Art Gala Benefits Cancer Patients

Cancer survivor inspired by other patients in need

Getting a diagnosis of Stage 4 metastatic breast cancer could have ruined Priscilla Westaway’s 49th birthday and the rest of her life. But she refused to let it. “When I decided I was going to do something, I said, ‘I believe anything and everything is possible,’” Priscilla explained. “If you believe, you can make anything happen.” That is why she named her charitable foundation The Believe Anything and Everything is Possible Foundation. Now, she works to raise money to help fellow cancer patients at the Lahey Cancer Institute.

Priscilla was inspired to act by her strong support system. “At first, I thought that [diagnosis] was my death sentence,” Priscilla said. She admitted that it was her sister, Renee Hutchinson, who snapped her out of it. “My sister said, ‘Well, this is treatable, right?’ And I started to listen again.”

Renee was just as scared, but she had faith in Priscilla. “I just thought I was going to lose her, but Priscilla is a fighter,” Renee said. “And I wasn’t going to let it get her down.”

The art of helping others

After the initial shock set in and Priscilla started getting her treatments at Lahey Medical Center, Peabody, she took inventory of her life. Sitting in the waiting room for her infusions, she realized what cancer patients like her were up against. Some were out of work because of their rigorous treatments. Some couldn’t afford their co-pays or they had a hard time getting rides to their appointments.

“I just sat and listened to people’s stories or observed in the waiting room,” Priscilla said. “Some people, the only meal that they’re getting for that day is the one they get when they go in for treatment. That’s their meal for the day.”

### QUESTIONS TO ANSWER
1: From the article on the art gala for cancer patients, list every hardship Priscilla noticed fellow patients facing during her time in the treatment waiting room.
2: Pick up the article on the art gala for cancer patients where it stops and write its next paragraphs.

### EXTRACTED MATERIAL

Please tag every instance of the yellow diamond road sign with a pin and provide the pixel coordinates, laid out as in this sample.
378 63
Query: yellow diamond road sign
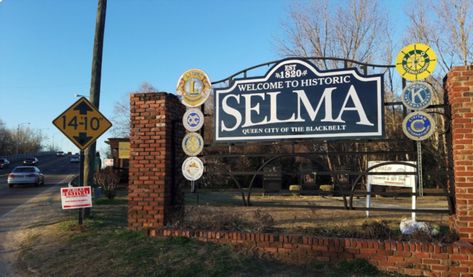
82 123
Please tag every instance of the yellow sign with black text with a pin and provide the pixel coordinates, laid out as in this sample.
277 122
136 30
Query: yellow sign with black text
82 123
124 150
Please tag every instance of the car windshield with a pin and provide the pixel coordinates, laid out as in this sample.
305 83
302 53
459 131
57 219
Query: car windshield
23 169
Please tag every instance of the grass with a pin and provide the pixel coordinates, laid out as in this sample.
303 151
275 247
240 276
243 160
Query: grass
103 246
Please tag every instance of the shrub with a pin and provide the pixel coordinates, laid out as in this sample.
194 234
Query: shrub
263 221
376 230
358 266
326 188
108 180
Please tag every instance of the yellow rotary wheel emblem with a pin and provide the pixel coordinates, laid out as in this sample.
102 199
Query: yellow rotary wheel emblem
416 61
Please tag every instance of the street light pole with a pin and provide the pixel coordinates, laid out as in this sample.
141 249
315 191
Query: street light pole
18 136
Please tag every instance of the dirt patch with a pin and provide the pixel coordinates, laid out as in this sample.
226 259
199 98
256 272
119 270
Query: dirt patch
104 247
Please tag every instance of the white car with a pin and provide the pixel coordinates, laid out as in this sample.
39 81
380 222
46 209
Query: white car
25 175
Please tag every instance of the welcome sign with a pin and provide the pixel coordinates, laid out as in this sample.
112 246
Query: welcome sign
296 100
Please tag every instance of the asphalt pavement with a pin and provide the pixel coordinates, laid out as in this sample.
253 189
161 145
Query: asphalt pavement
27 206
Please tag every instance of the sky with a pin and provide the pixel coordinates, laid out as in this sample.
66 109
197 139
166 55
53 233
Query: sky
46 50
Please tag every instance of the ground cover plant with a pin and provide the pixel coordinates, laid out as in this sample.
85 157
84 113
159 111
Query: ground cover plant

### LIST OF ANSWERS
1:
- Some were out of work because of their rigorous treatments.
- Some couldn't afford their co-pays.
- Some had a hard time getting rides to their appointments.
- For some, the meal they got when they went in for treatment was their only meal of the day.

2:
Priscilla wanted to give back, and she found her inspiration in the art and photography classes she was taking at Northern Essex Community College. 

She founded her foundation in 2018 and raised more than $10,000 her first year, selling original photography and raffle items. Now, she hosts an annual art gala at the college in Haverhill  and gives the proceeds to the Lahey Cancer Institute, which serves patients at Lahey Hospital & Medical Center in Burlington and affiliated hospitals in Peabody, Winchester, Beverly and Gloucester. Staff at the Cancer Institute use the money to pay for groceries, transportation and other costs insurance won’t cover for cancer patients in need.

All of the colorful pieces on the floor at the art gala every year are Priscilla’s original works. The vases, bowls and decorations are all crowd favorites. She rarely takes home leftovers.

“We get artists in the community to submit art. We sell their art and I blow glass,” Priscilla explained. “And I only blow glass for this event.”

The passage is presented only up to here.